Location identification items
# # #

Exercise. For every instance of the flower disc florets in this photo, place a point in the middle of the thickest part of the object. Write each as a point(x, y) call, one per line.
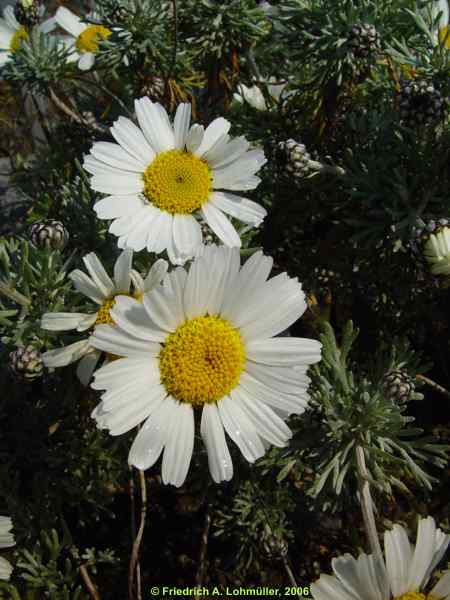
point(177, 182)
point(202, 360)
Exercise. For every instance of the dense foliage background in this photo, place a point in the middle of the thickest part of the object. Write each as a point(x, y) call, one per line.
point(357, 179)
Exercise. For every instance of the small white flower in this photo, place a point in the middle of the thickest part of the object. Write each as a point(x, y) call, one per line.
point(100, 288)
point(437, 252)
point(12, 33)
point(438, 27)
point(160, 177)
point(203, 341)
point(84, 38)
point(6, 541)
point(254, 96)
point(408, 569)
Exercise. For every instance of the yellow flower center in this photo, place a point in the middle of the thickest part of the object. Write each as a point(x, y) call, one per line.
point(202, 360)
point(415, 596)
point(444, 36)
point(177, 182)
point(103, 316)
point(17, 39)
point(88, 39)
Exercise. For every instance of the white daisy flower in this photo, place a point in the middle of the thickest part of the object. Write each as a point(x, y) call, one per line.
point(204, 340)
point(100, 288)
point(12, 33)
point(437, 251)
point(254, 96)
point(160, 176)
point(6, 541)
point(84, 38)
point(408, 569)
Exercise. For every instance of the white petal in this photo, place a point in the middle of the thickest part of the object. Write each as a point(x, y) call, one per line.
point(131, 316)
point(68, 21)
point(98, 274)
point(220, 225)
point(196, 289)
point(155, 126)
point(243, 168)
point(240, 208)
point(179, 445)
point(187, 234)
point(227, 152)
point(86, 61)
point(194, 137)
point(175, 283)
point(152, 436)
point(219, 459)
point(118, 206)
point(121, 182)
point(280, 304)
point(247, 286)
point(223, 268)
point(288, 403)
point(423, 553)
point(159, 238)
point(87, 365)
point(134, 410)
point(442, 588)
point(398, 558)
point(111, 339)
point(117, 376)
point(244, 185)
point(284, 351)
point(284, 379)
point(5, 569)
point(159, 307)
point(123, 226)
point(61, 321)
point(138, 235)
point(181, 125)
point(86, 286)
point(11, 21)
point(357, 576)
point(132, 140)
point(156, 274)
point(122, 272)
point(61, 357)
point(268, 425)
point(330, 588)
point(213, 132)
point(240, 429)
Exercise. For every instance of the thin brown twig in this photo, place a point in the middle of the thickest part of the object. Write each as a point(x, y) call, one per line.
point(88, 582)
point(367, 508)
point(70, 113)
point(290, 574)
point(434, 385)
point(137, 542)
point(203, 548)
point(175, 45)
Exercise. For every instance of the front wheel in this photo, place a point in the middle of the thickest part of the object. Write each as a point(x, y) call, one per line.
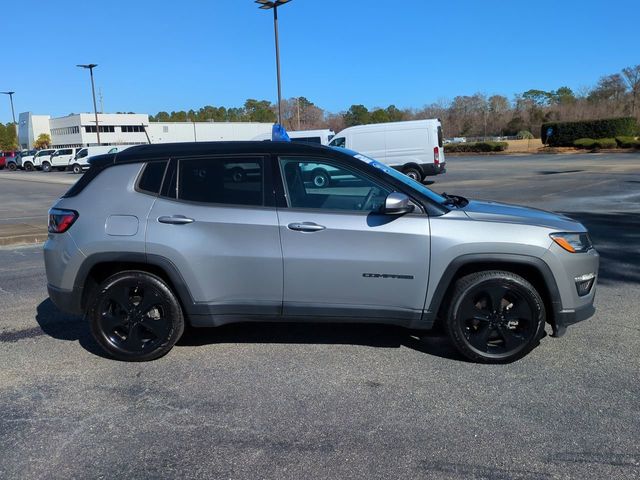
point(495, 317)
point(135, 316)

# # #

### Given request
Turn the records above into a numbered list, one line per number, with blank lines left out. Leave the pictures out of the list.

### Reply
1. Exercise. For every instance of the flower disc florets in this photo, place a point in the middle of the thickest part of the object. Write each as a point(x, y) call, one per line.
2. point(177, 182)
3. point(202, 360)
4. Exercise. For every instance of the dense foliage background in this photo, place a point in the middle of the thickest part of the object. Write each as a point(x, y) call, one per line.
5. point(357, 179)
6. Exercise. For every instance of the small white flower in this photo, place a point in the middle of the thickest part of the object. Write each as a point(x, y) call, one per line.
7. point(100, 288)
8. point(437, 252)
9. point(12, 33)
10. point(438, 27)
11. point(160, 177)
12. point(203, 341)
13. point(84, 38)
14. point(6, 541)
15. point(254, 96)
16. point(408, 569)
17. Exercise. For every instance of the yellow flower center in this photo, place a point in the middle of the thickest part of the object. Write each as a point(x, y) call, one per line.
18. point(202, 360)
19. point(415, 596)
20. point(444, 36)
21. point(177, 182)
22. point(103, 316)
23. point(17, 39)
24. point(88, 39)
25. Exercise. For every instance of the white daisy flower in this photo, place a point in the middle of the thickest part of the object. Write each as a point(x, y) call, one per line.
26. point(204, 340)
27. point(100, 288)
28. point(12, 33)
29. point(437, 251)
30. point(254, 96)
31. point(160, 176)
32. point(6, 541)
33. point(84, 38)
34. point(408, 569)
35. Exercise. For every instance of the white petal in this photo, place a point in the middle of the thickest part of the object. Write each as a point(x, y) call, one per line.
36. point(131, 316)
37. point(68, 21)
38. point(98, 274)
39. point(220, 225)
40. point(196, 289)
41. point(155, 126)
42. point(243, 168)
43. point(240, 208)
44. point(179, 445)
45. point(187, 234)
46. point(227, 152)
47. point(86, 61)
48. point(194, 137)
49. point(175, 283)
50. point(152, 436)
51. point(219, 459)
52. point(118, 206)
53. point(121, 182)
54. point(280, 304)
55. point(247, 286)
56. point(223, 268)
57. point(288, 403)
58. point(423, 553)
59. point(159, 238)
60. point(87, 365)
61. point(134, 410)
62. point(442, 588)
63. point(398, 558)
64. point(111, 339)
65. point(117, 376)
66. point(244, 185)
67. point(284, 351)
68. point(284, 379)
69. point(5, 569)
70. point(159, 307)
71. point(123, 226)
72. point(61, 321)
73. point(138, 235)
74. point(181, 125)
75. point(86, 286)
76. point(11, 21)
77. point(357, 576)
78. point(132, 140)
79. point(156, 274)
80. point(122, 272)
81. point(61, 357)
82. point(268, 425)
83. point(330, 588)
84. point(213, 132)
85. point(240, 429)
86. Exercise. For every instance of the thin brown twig in this photo, place a point in the middle of the thickest part of the object. Write each as a point(x, y) call, one per line.
87. point(88, 582)
88. point(367, 508)
89. point(70, 113)
90. point(290, 574)
91. point(434, 385)
92. point(137, 542)
93. point(203, 548)
94. point(175, 45)
95. Exercise. For every instance of the front wheel in this photo, place a point in the middle of the thickest part of the object. Write each as a point(x, y) call, one per line.
96. point(495, 317)
97. point(135, 316)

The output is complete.